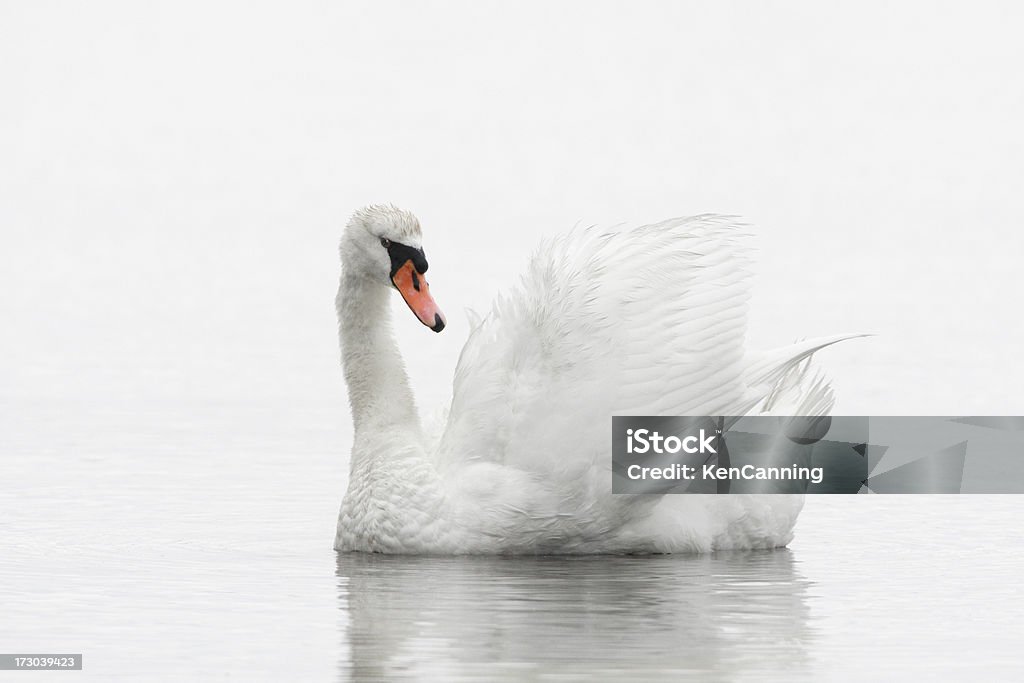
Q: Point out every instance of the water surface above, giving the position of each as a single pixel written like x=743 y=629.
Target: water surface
x=179 y=540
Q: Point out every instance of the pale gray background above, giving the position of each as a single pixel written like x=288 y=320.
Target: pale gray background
x=173 y=180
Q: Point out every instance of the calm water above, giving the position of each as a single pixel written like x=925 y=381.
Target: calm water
x=189 y=541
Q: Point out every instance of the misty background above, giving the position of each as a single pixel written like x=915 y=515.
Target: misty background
x=176 y=175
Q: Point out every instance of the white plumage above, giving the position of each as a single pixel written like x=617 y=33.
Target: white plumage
x=649 y=321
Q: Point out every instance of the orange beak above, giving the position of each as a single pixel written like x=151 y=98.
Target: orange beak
x=416 y=292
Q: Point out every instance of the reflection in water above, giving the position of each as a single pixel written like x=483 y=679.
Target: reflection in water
x=492 y=616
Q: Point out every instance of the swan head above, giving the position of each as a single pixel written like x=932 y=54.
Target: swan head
x=383 y=244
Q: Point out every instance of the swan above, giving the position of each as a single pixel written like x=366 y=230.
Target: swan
x=648 y=321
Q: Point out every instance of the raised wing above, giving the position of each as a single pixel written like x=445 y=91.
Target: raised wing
x=648 y=321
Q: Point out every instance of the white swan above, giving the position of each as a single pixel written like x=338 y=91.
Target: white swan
x=648 y=321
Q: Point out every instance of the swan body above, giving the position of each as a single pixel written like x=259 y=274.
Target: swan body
x=649 y=321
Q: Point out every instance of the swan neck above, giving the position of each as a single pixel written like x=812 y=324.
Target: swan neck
x=378 y=385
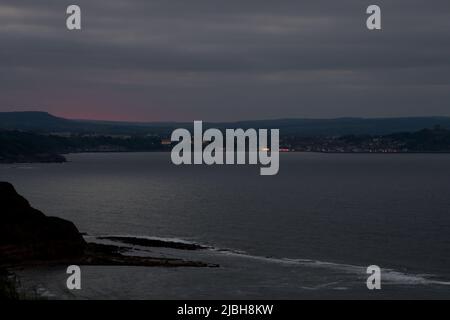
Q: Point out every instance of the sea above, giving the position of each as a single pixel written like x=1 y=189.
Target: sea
x=310 y=232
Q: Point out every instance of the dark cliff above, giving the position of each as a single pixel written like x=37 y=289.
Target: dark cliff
x=27 y=234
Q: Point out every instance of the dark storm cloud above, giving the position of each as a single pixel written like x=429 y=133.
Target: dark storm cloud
x=225 y=59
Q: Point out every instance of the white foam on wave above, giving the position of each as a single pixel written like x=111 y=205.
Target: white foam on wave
x=388 y=275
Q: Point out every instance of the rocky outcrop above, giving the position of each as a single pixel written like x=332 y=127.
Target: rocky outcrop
x=29 y=238
x=27 y=234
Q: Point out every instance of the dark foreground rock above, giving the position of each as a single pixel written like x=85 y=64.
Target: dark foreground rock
x=28 y=237
x=154 y=243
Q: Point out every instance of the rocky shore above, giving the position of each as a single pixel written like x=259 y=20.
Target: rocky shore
x=29 y=238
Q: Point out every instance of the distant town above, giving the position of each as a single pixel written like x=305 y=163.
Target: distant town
x=40 y=137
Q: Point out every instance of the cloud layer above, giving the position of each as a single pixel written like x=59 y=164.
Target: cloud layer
x=225 y=59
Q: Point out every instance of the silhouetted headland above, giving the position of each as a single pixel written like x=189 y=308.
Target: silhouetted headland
x=30 y=238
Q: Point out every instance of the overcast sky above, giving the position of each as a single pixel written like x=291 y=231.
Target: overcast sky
x=221 y=60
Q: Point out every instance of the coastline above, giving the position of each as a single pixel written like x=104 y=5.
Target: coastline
------------------------------------------------------------
Reproduce all of the material above verbatim, omitting the pictures.

▶ Answer:
Q: Point out every instance of the water surface above, giving the position of each as a single pixel written like x=743 y=629.
Target: water surface
x=179 y=540
Q: Point out every instance of the pale gray background above, giving the position of each as a single pixel written like x=288 y=320.
Target: pale gray background
x=173 y=180
Q: Point out every instance of the calm water above, giving the position of each as a single pixel written like x=925 y=381.
Target: calm water
x=189 y=541
Q: Point out every instance of the misty background above, giving the position of each as a single pixel written like x=915 y=515.
Target: misty background
x=176 y=175
Q: Point out every instance of the white plumage above, giving the position of each as a single pixel written like x=617 y=33.
Target: white plumage
x=649 y=321
Q: Point out every instance of the orange beak above, giving the position of each as a single pixel written like x=151 y=98.
Target: orange beak
x=416 y=292
Q: Point out every instance of the reflection in water above, giving the position of each as a single pixel written like x=483 y=679.
Target: reflection in water
x=492 y=616
Q: Point out every instance of the swan head above, giving the position of each as a single pixel written like x=932 y=54.
Target: swan head
x=383 y=244
Q: Point out every instance of the swan above, giving the position of each as a single pixel written like x=366 y=230.
Target: swan
x=648 y=321
Q: Point out every instance of the raised wing above, giving the position of each as a single pixel written like x=445 y=91.
Target: raised wing
x=648 y=321
Q: Point out every instance of the white swan above, giving the position of each as a single pixel written like x=338 y=91.
Target: white swan
x=648 y=321
Q: Point out every instance of the swan body above, giving the position of each as a single pixel written like x=259 y=274.
Target: swan body
x=649 y=321
Q: Point out every instance of the swan neck above, giving the position of each as a single pixel written like x=812 y=324.
Target: swan neck
x=378 y=385
Q: Point out every instance of the sea above, giving the position of each as a single pixel written like x=1 y=189.
Target: sea
x=310 y=232
Q: Point out every instance of the dark cliff above, giving the position of each as a single pixel written like x=37 y=289.
Target: dark cliff
x=27 y=234
Q: Point out every instance of the dark storm cloud above, giving the position of each as a single pixel written like x=429 y=133.
Target: dark storm cloud
x=225 y=59
Q: Point out every instance of the white foam on wave above, giving the position of each as a single pixel written like x=111 y=205.
Target: white foam on wave
x=388 y=275
Q: Point out every instance of the rocky outcrop above, giving the position of each as a single pixel written like x=332 y=127.
Target: rocky outcrop
x=29 y=238
x=27 y=234
Q: Point out every instance of the dark foreground rock above, giving the position of each as a single pixel written like x=85 y=64.
Target: dark foreground rock
x=28 y=237
x=154 y=243
Q: Point out every instance of the rocky shore above, giving the position of each as a single pixel written like x=259 y=20.
Target: rocky shore
x=29 y=238
Q: Point out every instance of the distant town above, giving the position of each as a single pixel written like x=305 y=163.
Target: distant town
x=40 y=137
Q: Point out every instance of the cloud layer above, giving the position of each as a single pixel written like x=59 y=164.
Target: cloud layer
x=225 y=59
Q: Point out every instance of the silhouetted headland above, giving the position of each as a single pixel written like x=189 y=308.
Target: silhouetted headland
x=30 y=238
Q: Point out every instance of the overcast sky above, giving the position of each as a single pixel written like x=291 y=231.
Target: overcast sky
x=221 y=60
Q: Point out every instance of the coastline above, giving the position of each as a single pixel written like x=104 y=5.
Target: coastline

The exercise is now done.